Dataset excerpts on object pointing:
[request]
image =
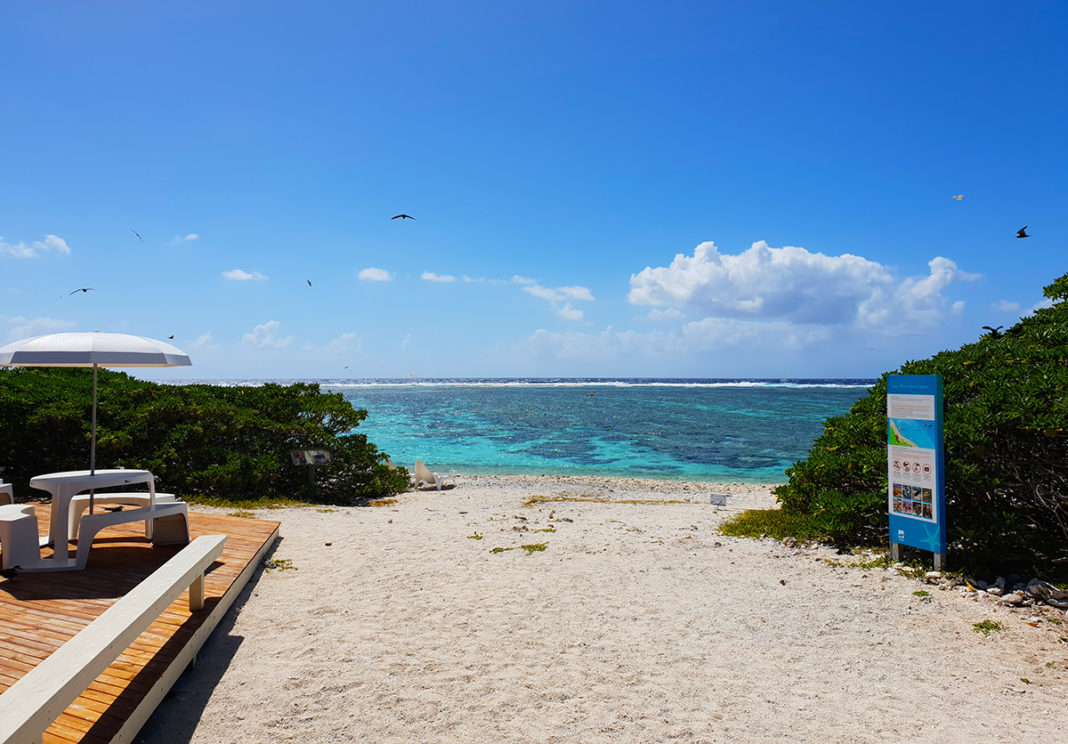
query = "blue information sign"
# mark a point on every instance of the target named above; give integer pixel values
(915, 461)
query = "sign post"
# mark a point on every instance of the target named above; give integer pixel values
(915, 461)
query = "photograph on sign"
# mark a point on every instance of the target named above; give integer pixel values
(914, 461)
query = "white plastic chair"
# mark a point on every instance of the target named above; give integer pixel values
(423, 475)
(80, 503)
(18, 537)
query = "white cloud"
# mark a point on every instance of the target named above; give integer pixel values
(711, 334)
(794, 285)
(569, 313)
(608, 344)
(482, 280)
(20, 327)
(346, 342)
(265, 336)
(22, 250)
(666, 314)
(205, 342)
(239, 275)
(559, 298)
(430, 276)
(373, 274)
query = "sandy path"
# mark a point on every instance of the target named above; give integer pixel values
(637, 623)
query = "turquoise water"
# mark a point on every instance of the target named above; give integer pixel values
(741, 430)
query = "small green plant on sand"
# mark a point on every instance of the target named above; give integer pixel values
(987, 627)
(279, 564)
(380, 502)
(597, 499)
(771, 523)
(534, 548)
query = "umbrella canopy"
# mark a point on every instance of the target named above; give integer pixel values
(92, 349)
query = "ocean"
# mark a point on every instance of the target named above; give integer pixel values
(681, 429)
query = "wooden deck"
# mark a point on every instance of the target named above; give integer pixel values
(40, 612)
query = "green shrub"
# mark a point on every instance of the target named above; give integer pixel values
(1006, 450)
(202, 441)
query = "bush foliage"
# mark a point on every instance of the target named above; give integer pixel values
(202, 441)
(1006, 450)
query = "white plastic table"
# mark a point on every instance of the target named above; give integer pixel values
(66, 486)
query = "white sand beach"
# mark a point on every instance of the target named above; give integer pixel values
(635, 623)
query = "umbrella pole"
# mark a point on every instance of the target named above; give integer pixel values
(92, 450)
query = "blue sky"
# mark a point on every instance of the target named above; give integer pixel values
(686, 189)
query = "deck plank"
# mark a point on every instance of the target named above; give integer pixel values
(40, 612)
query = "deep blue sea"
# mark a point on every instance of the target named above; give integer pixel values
(711, 430)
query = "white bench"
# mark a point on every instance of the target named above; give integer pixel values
(34, 701)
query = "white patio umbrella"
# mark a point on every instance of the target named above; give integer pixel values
(92, 349)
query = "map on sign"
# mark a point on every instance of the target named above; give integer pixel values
(910, 432)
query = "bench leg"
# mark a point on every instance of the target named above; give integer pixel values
(197, 594)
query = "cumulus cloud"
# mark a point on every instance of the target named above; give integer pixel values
(430, 276)
(266, 336)
(797, 286)
(22, 250)
(239, 275)
(373, 274)
(20, 327)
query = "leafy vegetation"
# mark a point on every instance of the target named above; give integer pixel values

DIRECTIONS: Repeat the data above exactly, but not the pictures.

SOLUTION FOR THIS PROBLEM:
[request]
image =
query = "blue information sign"
# mark a point on every instance of the target named above; give integer pixel values
(915, 461)
query = "sign post"
# mark a point on every instance of the target named above; give integer pixel values
(915, 461)
query = "photograph on sign"
# mark a point on every instance of the target named above; give integer pixel values
(914, 461)
query = "white plastic chair"
# mark a point on every instance of the target named above; give integer pixel values
(423, 475)
(80, 503)
(18, 537)
query = "white cloud"
# mark a point on every instance of the target named above; give integer pixel values
(711, 334)
(794, 285)
(569, 313)
(608, 344)
(482, 280)
(20, 327)
(346, 342)
(265, 336)
(22, 250)
(666, 314)
(205, 342)
(239, 275)
(559, 298)
(430, 276)
(373, 274)
query = "sandy path"
# mark a point on every instance of the target named above; give integer pixel values
(637, 623)
query = "turquoise water"
# mark a point on every instance of the target named above; give integer pixel values
(741, 430)
query = "small green plant on sand"
# mark a point on every instance of the target named above; give integer pixel values
(987, 627)
(279, 564)
(380, 502)
(597, 499)
(771, 523)
(534, 548)
query = "umbrella canopy"
# mark a point on every instance of the target named above; give integer pixel values
(92, 349)
query = "ocean"
# mark a point on every instance of the target named above; give integer pixel values
(681, 429)
query = "wooden deck"
# mark a point on every instance of the target named above; give integer pixel values
(40, 612)
query = "green shrub"
# mark a point on every instance of the target named above; give integer pixel values
(1006, 450)
(202, 441)
query = "bush foliage"
# mark a point on every instance of the target named above; give integer pixel values
(202, 441)
(1006, 450)
query = "white plastic table"
# mark a point on every instance of the target named above; give integer pixel values
(66, 486)
query = "white sand beach"
# mark a point on every instance of the target named above; give integer pixel values
(635, 623)
query = "umbrella pole"
# mark a point on every instance of the target named above; give integer pixel values
(92, 450)
query = "blue sky"
# mark a point on every instance of the target named above; give integer pixel values
(686, 189)
query = "deck plank"
# mark a point on every instance of the target named above; give integer pixel values
(40, 612)
query = "deep blue sea"
# mark a point on every instance of the target named above; give integer pixel values
(711, 430)
query = "white bench"
# mark a point on every instance of the target named above; give integer pixel values
(34, 701)
query = "white patio umbrella"
# mark a point on every instance of the target named above; give integer pixel values
(92, 349)
query = "map on sign"
# mark a point on every instance of the target named above; give integer pixel values
(910, 432)
query = "bench leg"
# mark a point on every instance of the target named above; give integer pixel values
(197, 594)
query = "cumulus cloud"
# mark a point on every instance of the target named above; give integer pixel values
(430, 276)
(266, 336)
(797, 286)
(22, 250)
(239, 275)
(373, 274)
(20, 327)
query = "leafy vegetation"
# mark a point on every instance of the target named above; give integer pixel values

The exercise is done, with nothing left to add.